Starting at the line that contains "foliage shown in this photo?" and ending at the end of the records, rewrite those lines with "catenary pole" changed to "overhead wire pole" and everything else left as it is. Give back only those lines.
━━ Records for the exercise
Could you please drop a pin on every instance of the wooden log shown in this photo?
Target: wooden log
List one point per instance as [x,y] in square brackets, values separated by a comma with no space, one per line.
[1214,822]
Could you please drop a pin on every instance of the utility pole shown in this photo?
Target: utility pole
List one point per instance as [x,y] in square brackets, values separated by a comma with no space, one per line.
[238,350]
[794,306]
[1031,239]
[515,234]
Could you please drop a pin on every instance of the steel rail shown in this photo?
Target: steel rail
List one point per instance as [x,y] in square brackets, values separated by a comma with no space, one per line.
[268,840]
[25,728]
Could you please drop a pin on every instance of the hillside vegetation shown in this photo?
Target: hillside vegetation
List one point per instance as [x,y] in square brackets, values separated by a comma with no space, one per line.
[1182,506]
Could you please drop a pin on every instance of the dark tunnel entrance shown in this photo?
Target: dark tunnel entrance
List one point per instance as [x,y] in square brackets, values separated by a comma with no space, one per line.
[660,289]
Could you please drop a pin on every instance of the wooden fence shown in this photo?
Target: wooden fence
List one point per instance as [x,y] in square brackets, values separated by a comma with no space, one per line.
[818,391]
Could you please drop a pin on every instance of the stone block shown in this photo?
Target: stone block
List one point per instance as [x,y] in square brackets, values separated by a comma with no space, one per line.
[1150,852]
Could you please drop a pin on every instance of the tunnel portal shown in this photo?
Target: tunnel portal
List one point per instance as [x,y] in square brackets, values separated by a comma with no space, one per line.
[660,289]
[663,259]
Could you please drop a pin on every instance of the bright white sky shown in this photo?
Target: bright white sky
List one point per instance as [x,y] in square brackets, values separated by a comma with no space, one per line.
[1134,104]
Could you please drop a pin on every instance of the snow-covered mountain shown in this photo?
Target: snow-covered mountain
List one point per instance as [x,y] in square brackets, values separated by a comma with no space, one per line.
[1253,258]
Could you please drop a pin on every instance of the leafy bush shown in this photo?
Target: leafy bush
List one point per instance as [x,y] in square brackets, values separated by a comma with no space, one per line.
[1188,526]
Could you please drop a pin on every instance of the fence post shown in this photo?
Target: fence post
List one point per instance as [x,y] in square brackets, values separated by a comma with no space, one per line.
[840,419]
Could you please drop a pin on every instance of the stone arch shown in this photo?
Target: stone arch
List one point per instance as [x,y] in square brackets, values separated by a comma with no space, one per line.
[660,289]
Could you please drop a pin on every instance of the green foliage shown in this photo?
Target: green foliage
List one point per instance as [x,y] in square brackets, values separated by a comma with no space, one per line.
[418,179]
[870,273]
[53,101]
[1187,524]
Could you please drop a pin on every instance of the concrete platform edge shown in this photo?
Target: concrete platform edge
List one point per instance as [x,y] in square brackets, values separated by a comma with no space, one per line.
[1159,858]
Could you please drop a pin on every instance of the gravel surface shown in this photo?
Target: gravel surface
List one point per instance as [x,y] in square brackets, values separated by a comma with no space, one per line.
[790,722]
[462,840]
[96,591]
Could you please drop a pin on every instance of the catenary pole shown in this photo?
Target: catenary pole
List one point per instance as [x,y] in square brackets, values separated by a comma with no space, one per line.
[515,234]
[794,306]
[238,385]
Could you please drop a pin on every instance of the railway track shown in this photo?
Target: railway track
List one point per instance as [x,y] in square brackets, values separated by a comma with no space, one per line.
━━━━
# Reply to the exercise
Could you please drop a pin on every instance of the green foliage shown in this photo?
Target: green foliage
List one point per instance as [x,y] in square brackets, values separated by a comma with no space, one per line.
[418,179]
[870,273]
[53,101]
[1187,524]
Could you please drop a pin on every instance of the concrete platform edge shown in this photo?
Target: concrete platform edge
List one point per instance as [x,y] in square brackets, values separated by a comma with no space, one per line.
[1159,858]
Could you please drop a pin on every instance of the gravel surface shown in this photo?
Target: gravel surface
List one point per instance as [x,y] in square brackets, values separated by a comma with no space, one per line.
[790,722]
[462,840]
[96,591]
Could you please drop a pin on every instance of the overhead wire pole shown in this photo?
Target: overhead wire pole
List one point per instance as [x,y] in square brackets, values separated by a comma with no space, one per line.
[515,234]
[794,306]
[238,385]
Could you please drop a pin on every instance of the railway track shown in this photo?
Target: railway track
List one point per instance as [x,y] in square brackets, values separated by a comma with no space, one per line.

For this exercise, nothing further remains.